§ THE TASK: Arrange every line in the records below, from the one containing "Where can you spot the tangled" down to the end, as a Markdown table with the columns No. and Text. Number each row, and leave out blank lines.
--------------------------------
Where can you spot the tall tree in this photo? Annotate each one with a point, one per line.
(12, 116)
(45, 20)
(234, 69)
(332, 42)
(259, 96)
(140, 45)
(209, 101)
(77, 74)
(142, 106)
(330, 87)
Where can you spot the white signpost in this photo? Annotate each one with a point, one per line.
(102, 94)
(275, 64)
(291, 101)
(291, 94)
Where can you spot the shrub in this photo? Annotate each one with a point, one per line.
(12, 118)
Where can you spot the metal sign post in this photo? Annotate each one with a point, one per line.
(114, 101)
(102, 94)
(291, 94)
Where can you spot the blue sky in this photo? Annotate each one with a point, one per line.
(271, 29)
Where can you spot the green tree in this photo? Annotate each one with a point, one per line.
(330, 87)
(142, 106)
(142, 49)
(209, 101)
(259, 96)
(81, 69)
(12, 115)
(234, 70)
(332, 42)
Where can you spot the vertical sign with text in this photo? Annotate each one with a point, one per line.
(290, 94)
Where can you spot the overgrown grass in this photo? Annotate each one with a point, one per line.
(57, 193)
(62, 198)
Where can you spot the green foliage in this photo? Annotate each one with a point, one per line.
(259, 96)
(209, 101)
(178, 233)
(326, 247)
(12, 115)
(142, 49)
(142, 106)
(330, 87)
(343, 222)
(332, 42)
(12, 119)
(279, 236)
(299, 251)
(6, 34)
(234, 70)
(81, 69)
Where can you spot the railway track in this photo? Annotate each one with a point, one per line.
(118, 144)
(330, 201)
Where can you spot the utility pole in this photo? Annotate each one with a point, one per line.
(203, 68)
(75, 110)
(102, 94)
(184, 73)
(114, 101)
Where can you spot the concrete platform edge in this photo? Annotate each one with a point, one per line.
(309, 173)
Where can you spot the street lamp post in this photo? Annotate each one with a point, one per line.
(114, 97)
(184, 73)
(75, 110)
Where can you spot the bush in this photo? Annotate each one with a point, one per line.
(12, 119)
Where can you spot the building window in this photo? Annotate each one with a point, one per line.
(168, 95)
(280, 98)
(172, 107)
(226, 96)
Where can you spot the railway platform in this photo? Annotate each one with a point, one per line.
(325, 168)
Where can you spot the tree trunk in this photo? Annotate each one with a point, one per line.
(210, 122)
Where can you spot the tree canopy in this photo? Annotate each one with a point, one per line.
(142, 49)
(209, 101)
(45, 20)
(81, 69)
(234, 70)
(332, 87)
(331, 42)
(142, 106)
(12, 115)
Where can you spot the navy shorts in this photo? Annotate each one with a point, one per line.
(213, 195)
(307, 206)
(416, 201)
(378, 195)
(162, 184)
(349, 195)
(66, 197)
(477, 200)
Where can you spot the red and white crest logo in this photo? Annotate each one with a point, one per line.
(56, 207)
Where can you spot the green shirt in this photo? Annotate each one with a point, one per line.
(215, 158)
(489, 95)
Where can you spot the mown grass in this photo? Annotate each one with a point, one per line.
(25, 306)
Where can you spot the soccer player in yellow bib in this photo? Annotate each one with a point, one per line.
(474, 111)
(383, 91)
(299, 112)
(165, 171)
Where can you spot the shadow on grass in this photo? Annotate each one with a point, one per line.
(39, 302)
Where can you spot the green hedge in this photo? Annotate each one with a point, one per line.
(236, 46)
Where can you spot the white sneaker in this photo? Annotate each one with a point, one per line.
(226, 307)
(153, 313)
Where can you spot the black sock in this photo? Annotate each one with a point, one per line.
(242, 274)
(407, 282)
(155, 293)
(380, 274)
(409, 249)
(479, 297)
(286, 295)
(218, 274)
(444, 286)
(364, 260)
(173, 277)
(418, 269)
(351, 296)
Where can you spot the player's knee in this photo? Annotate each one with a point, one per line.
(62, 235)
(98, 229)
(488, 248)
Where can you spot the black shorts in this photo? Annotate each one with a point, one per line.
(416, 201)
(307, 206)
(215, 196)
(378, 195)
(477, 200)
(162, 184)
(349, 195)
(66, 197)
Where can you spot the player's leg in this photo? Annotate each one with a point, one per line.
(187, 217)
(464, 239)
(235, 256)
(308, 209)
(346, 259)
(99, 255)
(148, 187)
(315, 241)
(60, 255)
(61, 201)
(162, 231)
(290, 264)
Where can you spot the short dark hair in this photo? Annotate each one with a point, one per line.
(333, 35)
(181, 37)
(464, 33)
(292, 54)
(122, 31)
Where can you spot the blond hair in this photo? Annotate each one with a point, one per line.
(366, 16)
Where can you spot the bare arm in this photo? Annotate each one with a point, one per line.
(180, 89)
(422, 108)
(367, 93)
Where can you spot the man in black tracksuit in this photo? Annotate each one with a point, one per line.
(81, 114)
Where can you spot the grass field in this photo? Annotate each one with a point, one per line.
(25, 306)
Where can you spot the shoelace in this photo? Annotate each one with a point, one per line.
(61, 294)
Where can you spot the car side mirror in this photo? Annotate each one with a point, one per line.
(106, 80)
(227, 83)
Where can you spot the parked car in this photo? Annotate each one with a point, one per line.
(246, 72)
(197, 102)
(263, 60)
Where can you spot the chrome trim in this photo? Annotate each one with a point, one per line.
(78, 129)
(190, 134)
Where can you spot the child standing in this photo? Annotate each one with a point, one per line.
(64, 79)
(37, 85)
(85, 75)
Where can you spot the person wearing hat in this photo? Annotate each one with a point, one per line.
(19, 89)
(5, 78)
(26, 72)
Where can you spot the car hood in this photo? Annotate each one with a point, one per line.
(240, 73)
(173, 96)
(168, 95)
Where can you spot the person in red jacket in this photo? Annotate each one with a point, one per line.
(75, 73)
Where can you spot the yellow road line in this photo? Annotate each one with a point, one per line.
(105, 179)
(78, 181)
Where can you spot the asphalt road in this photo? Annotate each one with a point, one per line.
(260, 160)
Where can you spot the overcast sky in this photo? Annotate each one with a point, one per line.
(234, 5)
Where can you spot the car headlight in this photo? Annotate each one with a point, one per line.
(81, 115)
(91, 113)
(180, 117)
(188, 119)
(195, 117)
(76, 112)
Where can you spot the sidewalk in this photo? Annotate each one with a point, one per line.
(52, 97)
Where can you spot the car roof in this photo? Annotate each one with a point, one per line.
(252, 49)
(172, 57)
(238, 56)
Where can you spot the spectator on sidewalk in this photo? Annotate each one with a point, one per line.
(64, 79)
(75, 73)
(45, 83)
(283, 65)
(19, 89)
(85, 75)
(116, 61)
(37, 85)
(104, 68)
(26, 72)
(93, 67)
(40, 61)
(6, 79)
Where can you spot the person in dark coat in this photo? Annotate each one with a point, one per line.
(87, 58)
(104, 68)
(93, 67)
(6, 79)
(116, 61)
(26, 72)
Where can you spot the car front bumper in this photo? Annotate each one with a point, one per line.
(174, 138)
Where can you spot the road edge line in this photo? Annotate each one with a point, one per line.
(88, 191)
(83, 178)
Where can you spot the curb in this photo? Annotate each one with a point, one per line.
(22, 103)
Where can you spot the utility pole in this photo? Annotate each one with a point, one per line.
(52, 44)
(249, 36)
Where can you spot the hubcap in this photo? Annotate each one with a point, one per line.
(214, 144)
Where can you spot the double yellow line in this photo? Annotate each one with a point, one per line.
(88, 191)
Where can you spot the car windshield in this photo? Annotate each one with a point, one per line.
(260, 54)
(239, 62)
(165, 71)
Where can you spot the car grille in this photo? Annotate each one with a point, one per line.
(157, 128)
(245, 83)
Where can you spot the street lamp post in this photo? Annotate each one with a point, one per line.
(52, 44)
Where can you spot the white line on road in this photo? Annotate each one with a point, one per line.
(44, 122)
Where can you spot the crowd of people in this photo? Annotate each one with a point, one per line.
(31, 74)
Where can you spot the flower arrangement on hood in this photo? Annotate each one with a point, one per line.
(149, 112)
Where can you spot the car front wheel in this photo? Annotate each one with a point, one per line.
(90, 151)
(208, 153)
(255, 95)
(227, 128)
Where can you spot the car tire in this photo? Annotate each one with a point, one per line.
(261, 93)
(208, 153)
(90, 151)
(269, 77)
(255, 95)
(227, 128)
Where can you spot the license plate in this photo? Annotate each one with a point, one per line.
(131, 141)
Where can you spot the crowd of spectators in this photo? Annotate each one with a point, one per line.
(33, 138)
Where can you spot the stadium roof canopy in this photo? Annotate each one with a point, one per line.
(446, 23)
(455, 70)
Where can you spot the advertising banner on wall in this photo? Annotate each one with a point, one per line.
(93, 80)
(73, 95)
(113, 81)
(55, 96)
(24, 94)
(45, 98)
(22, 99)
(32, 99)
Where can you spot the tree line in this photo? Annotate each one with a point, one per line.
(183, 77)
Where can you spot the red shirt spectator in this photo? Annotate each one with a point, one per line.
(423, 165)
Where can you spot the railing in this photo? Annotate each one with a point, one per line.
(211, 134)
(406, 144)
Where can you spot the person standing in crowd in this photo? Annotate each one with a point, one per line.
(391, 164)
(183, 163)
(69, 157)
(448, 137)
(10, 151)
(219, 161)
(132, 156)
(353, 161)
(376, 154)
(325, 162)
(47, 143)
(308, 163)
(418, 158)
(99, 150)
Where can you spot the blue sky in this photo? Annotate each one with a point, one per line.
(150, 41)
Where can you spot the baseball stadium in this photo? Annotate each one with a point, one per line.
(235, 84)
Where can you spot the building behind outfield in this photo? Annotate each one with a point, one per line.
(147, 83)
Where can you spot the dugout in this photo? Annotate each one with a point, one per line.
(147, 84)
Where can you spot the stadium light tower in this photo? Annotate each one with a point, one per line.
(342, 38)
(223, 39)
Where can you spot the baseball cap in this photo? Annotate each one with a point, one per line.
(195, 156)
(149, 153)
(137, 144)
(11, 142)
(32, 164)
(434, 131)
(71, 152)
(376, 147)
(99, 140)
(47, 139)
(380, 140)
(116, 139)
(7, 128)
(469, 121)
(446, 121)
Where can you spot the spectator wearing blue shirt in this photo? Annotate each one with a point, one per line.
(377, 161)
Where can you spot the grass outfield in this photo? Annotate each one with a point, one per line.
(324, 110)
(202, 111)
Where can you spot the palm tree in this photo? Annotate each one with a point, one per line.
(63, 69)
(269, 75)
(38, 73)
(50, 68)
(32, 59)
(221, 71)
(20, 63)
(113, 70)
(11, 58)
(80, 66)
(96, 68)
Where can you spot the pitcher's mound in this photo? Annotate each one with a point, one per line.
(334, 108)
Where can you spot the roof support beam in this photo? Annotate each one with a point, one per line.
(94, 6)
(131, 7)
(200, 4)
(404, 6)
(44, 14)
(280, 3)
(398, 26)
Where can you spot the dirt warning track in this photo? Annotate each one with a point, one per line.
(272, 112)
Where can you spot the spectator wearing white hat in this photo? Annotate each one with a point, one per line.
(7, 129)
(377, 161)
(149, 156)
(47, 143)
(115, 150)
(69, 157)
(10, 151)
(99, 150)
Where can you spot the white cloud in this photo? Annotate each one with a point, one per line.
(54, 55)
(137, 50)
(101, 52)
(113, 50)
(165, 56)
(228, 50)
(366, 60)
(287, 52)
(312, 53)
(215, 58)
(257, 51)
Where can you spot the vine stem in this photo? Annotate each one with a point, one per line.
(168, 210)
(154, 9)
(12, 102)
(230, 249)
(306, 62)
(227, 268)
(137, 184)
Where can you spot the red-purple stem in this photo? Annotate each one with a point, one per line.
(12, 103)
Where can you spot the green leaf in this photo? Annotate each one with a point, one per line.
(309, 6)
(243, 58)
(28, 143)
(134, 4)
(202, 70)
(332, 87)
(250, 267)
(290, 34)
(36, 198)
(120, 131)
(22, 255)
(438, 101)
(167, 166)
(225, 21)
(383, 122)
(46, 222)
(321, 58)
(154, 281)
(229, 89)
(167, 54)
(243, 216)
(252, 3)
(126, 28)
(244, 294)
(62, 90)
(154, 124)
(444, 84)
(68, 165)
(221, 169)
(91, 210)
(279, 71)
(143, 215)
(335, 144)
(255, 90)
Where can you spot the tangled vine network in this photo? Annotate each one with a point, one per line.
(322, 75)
--------------------------------
§ SOLUTION FOR THIS TASK:
| No. | Text |
|---|---|
| 1 | Where can you spot the tangled vine network in this photo? Annotate each one with a point, one per line. |
| 2 | (322, 75) |